╭─ Reading text
Jerome Goody v. State
2014 Tex. App. LEXIS 2688
| Tex. App. | 2014Background
- In Sept. 2010 Goody and co-defendants entered a bank masked and armed; they shot Deputy Bettin (who returned fire). Goody later presented at a hospital with a gunshot wound.
- Goody was indicted for aggravated robbery and three aggravated assaults (including assault on a public servant and two assaults with a deadly weapon from an earlier incident).
- Goody pleaded guilty to all charges without an agreed recommendation; trial court ordered a PSI and later assessed punishment: life for robbery, 60 years for assault on a public servant, and 10 years on each of the two other assaults.
- Goody moved for a new trial alleging ineffective assistance of counsel based on (1) counsel’s conflict of interest (barratry indictment), (2) incompetence as a matter of law, and (3) failure to investigate/produce mitigating mental-health and developmental-disability evidence (and related plea-negotiation prejudice).
- At the new-trial hearing evidence about counsel Ronald Ray’s barratry indictment and mental-health records was presented; the trial judge denied the motion and this appeal followed.
╰─
╭─ Record extracts
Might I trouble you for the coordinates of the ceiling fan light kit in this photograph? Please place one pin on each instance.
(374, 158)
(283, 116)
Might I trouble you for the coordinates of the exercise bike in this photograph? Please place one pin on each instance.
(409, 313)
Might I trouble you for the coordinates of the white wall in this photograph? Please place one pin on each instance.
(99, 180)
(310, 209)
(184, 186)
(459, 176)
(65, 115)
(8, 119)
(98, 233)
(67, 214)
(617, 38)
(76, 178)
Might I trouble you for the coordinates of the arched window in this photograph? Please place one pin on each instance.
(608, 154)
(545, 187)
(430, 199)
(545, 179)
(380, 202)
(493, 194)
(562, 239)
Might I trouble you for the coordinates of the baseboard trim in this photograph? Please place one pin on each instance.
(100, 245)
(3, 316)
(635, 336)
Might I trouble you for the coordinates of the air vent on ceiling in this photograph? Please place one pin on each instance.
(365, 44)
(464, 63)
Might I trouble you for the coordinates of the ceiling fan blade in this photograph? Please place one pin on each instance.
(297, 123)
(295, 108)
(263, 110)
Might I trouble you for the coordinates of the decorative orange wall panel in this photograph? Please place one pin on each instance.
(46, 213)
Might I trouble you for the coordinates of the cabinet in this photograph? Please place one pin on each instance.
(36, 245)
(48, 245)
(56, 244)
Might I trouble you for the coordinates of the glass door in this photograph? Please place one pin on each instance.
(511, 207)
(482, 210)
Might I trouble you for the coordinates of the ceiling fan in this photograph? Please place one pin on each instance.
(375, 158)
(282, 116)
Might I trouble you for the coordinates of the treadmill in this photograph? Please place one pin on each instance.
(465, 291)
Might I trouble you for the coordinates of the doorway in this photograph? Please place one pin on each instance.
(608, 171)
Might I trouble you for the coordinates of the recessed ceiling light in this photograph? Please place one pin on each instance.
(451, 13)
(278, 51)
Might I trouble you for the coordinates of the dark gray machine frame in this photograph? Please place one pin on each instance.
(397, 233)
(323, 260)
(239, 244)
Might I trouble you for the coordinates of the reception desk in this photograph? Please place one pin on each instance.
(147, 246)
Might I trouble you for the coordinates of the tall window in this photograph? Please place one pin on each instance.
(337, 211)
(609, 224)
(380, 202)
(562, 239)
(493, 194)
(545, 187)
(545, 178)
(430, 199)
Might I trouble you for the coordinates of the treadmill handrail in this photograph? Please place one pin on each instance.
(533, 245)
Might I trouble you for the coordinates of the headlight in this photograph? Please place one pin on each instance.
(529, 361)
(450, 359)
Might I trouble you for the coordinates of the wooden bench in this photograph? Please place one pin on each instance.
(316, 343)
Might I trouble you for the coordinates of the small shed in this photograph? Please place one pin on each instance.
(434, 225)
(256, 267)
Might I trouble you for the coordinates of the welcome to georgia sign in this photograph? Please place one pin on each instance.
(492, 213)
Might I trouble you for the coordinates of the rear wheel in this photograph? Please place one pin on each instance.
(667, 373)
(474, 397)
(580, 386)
╰─
**Apply what you read:**
a. Write out everything in the case summary from "- Goody pleaded" down to "this appeal followed.".
b. According to the case summary, what punishment did the trial court assess for the robbery?
c. Rewrite the paragraph of the case summary beginning "Goody pleaded guilty to all charges" as a short list that keeps its main facts.
These data have no connection to the case summary.

**Answers to the exercise:**
a.
- Goody pleaded guilty to all charges without an agreed recommendation; trial court ordered a PSI and later assessed punishment: life for robbery, 60 years for assault on a public servant, and 10 years on each of the two other assaults.
- Goody moved for a new trial alleging ineffective assistance of counsel based on (1) counsel’s conflict of interest (barratry indictment), (2) incompetence as a matter of law, and (3) failure to investigate/produce mitigating mental-health and developmental-disability evidence (and related plea-negotiation prejudice).
- At the new-trial hearing evidence about counsel Ronald Ray’s barratry indictment and mental-health records was presented; the trial judge denied the motion and this appeal followed.

b. Life.

c.
- Goody pleaded guilty to all charges with no agreed recommendation.
- The trial court ordered a PSI.
- Punishment: life for robbery, 60 years for assault on a public servant, and 10 years on each of the other two assaults.